**Document text**
Brendan Gooley of Carlton Fields has this article in JDSupra, discussing the Fourth Circuit’s holding in Hill v. Employee Resource Group, LLC, No. 18-2009 (4th Cir. June 9, 2020), in which Mr. Gooley explains the court “declined to compel arbitration in a Fair Labor Standards Act (FLSA) class action with respect to more than 70 employees for whom the defendant employer could not produce signed arbitration agreements due to apparent poor record-keeping.”

Nursing Homes Inserting Arbitration Provisions Into Agreements For COVID Patients

“‘AN ANYTHING-GOES SITUATION’: As Deaths From Covid-19 Surge In Nursing Homes, Some Facilities With Histories Of Health Violations Are Asking Patients To Sign Arbitration Agreements.” Ed Williams has this article in Las Cruces Sun News.

Court Holds Sexual Assault Claims Are Not Arbitrable As They “Exist Independent Of The Employment Relationship”

In Crider v. GMRI, Inc., the Ohio Court of Appeals upheld a lower court’s determination that an employee’s claims arising from and relating to sexual assault by a co-worker fell outside the scope of an arguably broadly worded arbitration provision. Relying on precedent, the court held that the employee’s claims “relating to and arising from the sexual assault exist independent of the employment relationship because they may be ‘maintained without reference to the contract or relationship at issue,'” and that “ongoing verbal and physical contact culminating in sexual assault as well as retaliation, harassment, or other detrimental acts against [plaintiff] based on the unlawful conduct is not a foreseeable result of the employment.”

**What is expected**
In the arbitration roundup, rewrite the paragraph beginning "In Crider v. GMRI, Inc." as a short bulleted list that keeps its main facts.

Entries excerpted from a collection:
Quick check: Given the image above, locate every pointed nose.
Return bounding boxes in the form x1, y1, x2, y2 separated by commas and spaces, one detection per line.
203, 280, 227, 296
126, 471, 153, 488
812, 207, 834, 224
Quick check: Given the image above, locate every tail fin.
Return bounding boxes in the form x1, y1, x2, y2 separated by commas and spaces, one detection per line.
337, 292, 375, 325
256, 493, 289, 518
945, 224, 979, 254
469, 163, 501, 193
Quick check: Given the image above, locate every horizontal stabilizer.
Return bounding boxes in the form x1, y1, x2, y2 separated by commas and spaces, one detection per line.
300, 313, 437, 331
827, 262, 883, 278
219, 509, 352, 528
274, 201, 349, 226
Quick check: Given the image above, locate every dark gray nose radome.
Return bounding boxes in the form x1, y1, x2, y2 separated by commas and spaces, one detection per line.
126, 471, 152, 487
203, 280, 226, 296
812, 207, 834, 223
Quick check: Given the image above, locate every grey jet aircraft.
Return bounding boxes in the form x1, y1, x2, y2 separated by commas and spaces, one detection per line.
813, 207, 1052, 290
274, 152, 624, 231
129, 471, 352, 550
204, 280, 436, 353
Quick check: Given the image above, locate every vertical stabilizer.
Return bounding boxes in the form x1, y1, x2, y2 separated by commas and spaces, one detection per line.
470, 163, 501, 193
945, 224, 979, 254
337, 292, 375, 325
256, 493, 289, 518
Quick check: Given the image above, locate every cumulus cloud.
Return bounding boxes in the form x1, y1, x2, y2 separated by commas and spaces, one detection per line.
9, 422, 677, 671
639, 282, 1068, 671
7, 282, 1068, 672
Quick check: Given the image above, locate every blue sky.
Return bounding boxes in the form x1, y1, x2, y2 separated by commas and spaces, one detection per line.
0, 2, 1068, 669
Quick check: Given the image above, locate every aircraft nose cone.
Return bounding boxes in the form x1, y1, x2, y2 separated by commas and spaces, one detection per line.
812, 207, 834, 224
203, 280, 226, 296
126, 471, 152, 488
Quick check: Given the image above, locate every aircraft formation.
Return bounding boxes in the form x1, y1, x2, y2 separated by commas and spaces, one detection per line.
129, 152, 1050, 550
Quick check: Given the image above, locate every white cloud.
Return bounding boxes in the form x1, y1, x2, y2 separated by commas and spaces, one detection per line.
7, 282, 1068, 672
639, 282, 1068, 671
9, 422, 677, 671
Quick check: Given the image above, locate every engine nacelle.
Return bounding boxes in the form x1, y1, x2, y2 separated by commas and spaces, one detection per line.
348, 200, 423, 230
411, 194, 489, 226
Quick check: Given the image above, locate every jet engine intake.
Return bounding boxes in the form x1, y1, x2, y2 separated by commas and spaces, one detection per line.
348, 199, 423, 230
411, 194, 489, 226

...

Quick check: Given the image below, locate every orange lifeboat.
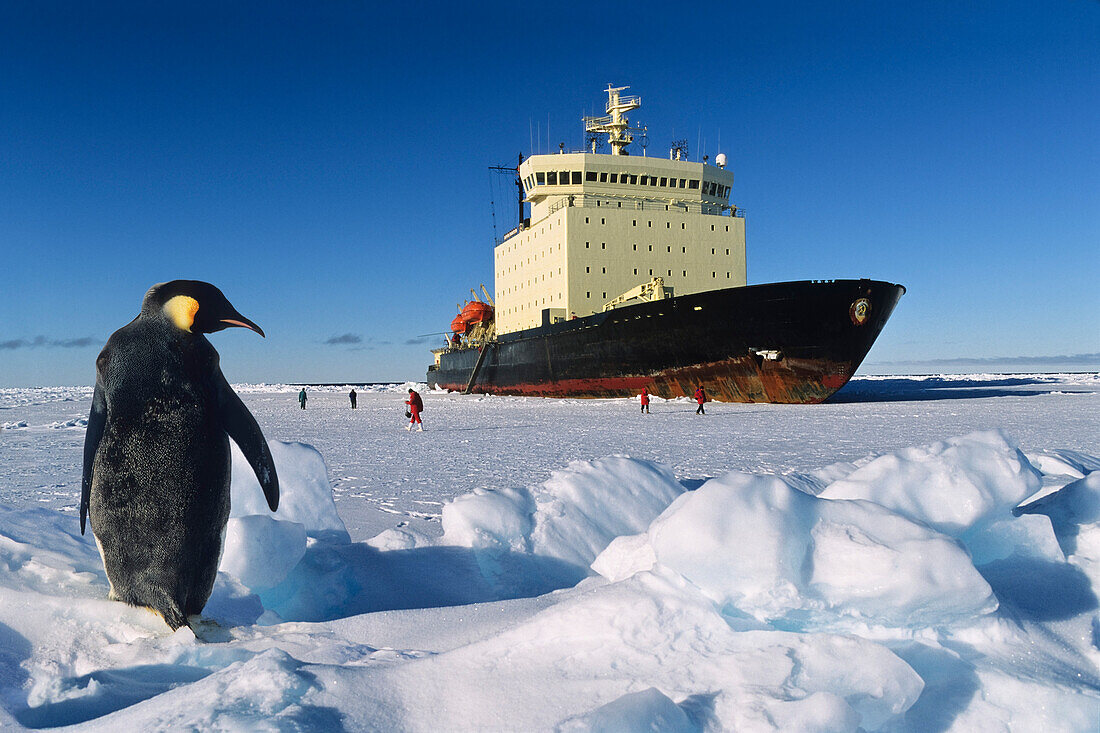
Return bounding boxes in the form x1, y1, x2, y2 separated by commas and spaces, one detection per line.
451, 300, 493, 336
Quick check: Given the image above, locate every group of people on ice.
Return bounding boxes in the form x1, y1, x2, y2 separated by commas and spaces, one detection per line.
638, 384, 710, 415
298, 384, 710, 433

**Solution for this exercise**
- In Crider v. GMRI, Inc., the Ohio Court of Appeals upheld a lower court's ruling that an employee's claims arising from and relating to sexual assault by a co-worker fell outside an arguably broadly worded arbitration provision.
- Relying on precedent, the court held that these claims exist independent of the employment relationship because they may be maintained without reference to the contract or relationship at issue.
- The court also held that ongoing verbal and physical contact culminating in sexual assault, and retaliation, harassment, or other detrimental acts against the plaintiff based on that conduct, are not a foreseeable result of the employment.